Exercise brief: Please copy the entries from the line containing "trace blurred foliage, every instance" through the line containing "Outlines of the blurred", including both of those lines, and nothing else.

Data listing:
▶
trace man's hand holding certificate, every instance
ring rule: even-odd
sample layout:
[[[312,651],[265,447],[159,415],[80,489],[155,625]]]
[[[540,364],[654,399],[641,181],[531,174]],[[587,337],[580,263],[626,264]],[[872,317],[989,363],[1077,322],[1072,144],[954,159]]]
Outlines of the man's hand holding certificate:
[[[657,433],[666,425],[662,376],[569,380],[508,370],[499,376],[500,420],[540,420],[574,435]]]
◀
▶
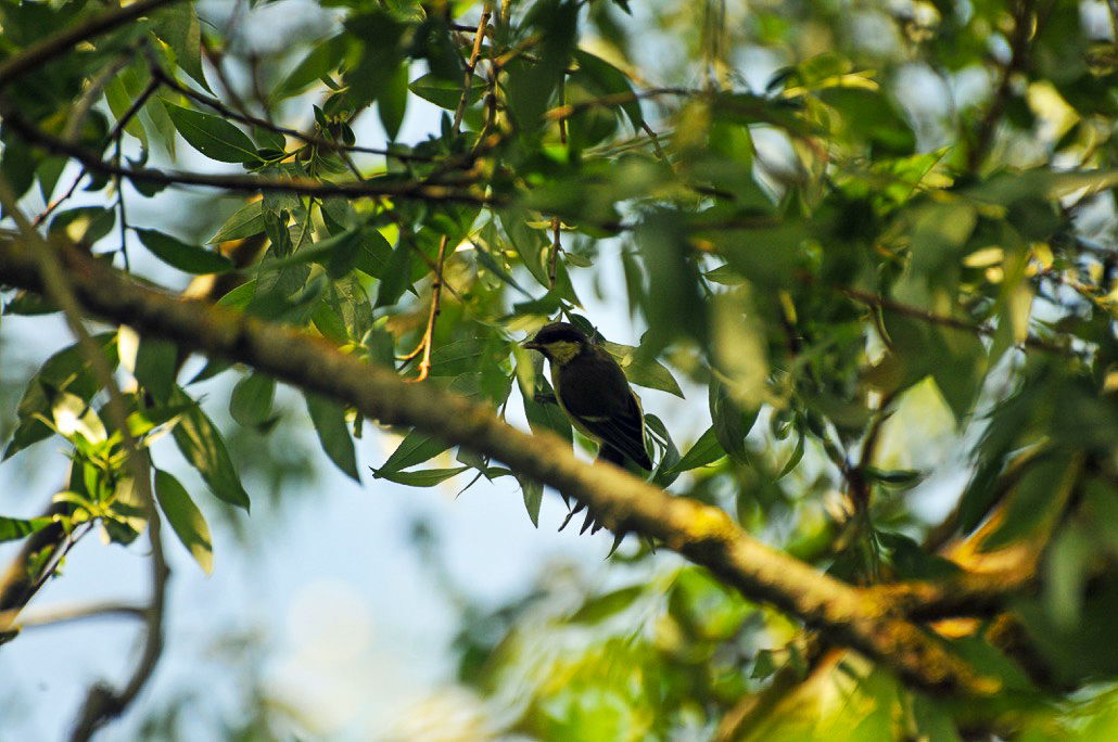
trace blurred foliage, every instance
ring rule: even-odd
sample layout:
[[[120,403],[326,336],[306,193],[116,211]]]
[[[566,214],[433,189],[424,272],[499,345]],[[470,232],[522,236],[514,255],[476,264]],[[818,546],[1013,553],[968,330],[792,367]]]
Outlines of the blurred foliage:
◀
Final result:
trace blurred foliage, every instance
ring rule: even-odd
sample layout:
[[[120,403],[326,336],[306,193],[116,211]]]
[[[566,214],[433,189],[424,272],[499,345]],[[470,232],[522,236],[514,255],[476,264]],[[818,546],[1013,553],[968,330],[792,367]]]
Outlines of the blurred foliage:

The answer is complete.